- **Input data**:
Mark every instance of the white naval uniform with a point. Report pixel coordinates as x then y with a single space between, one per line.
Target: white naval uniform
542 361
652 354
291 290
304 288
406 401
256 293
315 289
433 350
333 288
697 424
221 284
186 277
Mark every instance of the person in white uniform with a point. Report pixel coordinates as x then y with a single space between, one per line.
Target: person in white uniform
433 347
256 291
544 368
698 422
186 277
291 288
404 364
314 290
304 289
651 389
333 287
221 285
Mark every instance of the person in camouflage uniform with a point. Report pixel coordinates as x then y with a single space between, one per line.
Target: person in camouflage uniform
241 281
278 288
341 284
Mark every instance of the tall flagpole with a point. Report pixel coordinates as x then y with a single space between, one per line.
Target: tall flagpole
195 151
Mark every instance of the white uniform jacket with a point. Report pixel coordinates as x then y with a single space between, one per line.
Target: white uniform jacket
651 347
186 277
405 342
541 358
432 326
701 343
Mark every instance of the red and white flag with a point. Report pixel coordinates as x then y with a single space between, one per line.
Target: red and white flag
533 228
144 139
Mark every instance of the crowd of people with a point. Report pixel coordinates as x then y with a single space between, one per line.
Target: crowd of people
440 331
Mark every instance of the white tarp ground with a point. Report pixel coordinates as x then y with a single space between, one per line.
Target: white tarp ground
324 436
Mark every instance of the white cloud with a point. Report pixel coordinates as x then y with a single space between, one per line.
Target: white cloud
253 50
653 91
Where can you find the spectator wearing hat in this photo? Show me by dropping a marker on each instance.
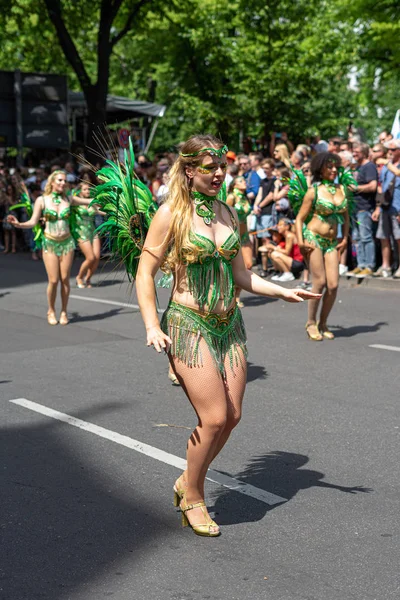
(286, 257)
(366, 211)
(389, 225)
(334, 145)
(264, 202)
(276, 242)
(231, 157)
(232, 169)
(253, 179)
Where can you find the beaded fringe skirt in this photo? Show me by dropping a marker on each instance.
(58, 247)
(223, 333)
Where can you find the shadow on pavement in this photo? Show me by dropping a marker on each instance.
(277, 472)
(357, 329)
(256, 372)
(76, 318)
(19, 270)
(64, 524)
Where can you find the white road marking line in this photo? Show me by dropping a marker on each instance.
(165, 457)
(383, 347)
(102, 301)
(112, 302)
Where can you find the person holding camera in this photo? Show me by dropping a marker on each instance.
(389, 207)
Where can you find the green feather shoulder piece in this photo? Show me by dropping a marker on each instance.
(298, 188)
(129, 208)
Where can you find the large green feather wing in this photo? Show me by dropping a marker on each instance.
(129, 208)
(27, 205)
(298, 188)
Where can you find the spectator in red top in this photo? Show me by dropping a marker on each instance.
(286, 258)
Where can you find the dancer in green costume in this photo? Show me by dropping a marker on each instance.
(57, 242)
(320, 209)
(238, 199)
(88, 242)
(194, 237)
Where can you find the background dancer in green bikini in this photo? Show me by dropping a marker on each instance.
(57, 242)
(89, 243)
(196, 238)
(325, 204)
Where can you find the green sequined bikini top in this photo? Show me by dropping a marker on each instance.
(210, 279)
(242, 206)
(52, 215)
(328, 211)
(85, 211)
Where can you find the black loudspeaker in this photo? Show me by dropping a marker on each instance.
(44, 109)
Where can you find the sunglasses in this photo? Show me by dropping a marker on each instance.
(206, 169)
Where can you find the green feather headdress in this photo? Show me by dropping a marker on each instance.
(129, 207)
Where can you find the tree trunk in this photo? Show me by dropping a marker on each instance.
(96, 101)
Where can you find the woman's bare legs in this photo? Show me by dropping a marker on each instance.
(217, 404)
(96, 248)
(87, 251)
(331, 260)
(52, 266)
(65, 272)
(7, 235)
(317, 270)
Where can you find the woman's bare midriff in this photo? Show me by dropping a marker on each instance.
(328, 230)
(181, 294)
(59, 229)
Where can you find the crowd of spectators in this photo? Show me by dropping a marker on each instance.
(375, 226)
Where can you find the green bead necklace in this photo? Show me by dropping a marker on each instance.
(330, 186)
(203, 205)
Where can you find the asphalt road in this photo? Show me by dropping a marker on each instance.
(85, 517)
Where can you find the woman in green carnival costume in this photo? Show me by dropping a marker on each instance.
(238, 199)
(193, 237)
(57, 242)
(320, 208)
(88, 242)
(196, 238)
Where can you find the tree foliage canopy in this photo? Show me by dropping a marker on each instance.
(236, 66)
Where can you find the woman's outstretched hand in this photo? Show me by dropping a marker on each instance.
(297, 295)
(157, 338)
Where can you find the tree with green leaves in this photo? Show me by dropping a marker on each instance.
(83, 30)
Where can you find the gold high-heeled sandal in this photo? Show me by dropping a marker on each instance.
(64, 318)
(172, 377)
(203, 529)
(179, 491)
(315, 337)
(80, 284)
(51, 318)
(328, 335)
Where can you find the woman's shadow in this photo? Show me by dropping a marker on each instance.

- **Problem details**: Every line from the first entry to the line containing "Mark every instance of the person in white" should be transcribed exactly, and nothing beyond it.

- **Output of the exercise**:
Mark every instance of the white naval uniform with a point. Report pixel coordinates as x then y with a single space between, one per line.
Target: white naval uniform
542 361
652 354
291 290
304 288
406 401
256 293
315 289
433 350
333 288
697 424
221 284
186 277
Mark every instance of the person in white uniform with a point. Report pixel coordinates as x then y with a single space between, one per line.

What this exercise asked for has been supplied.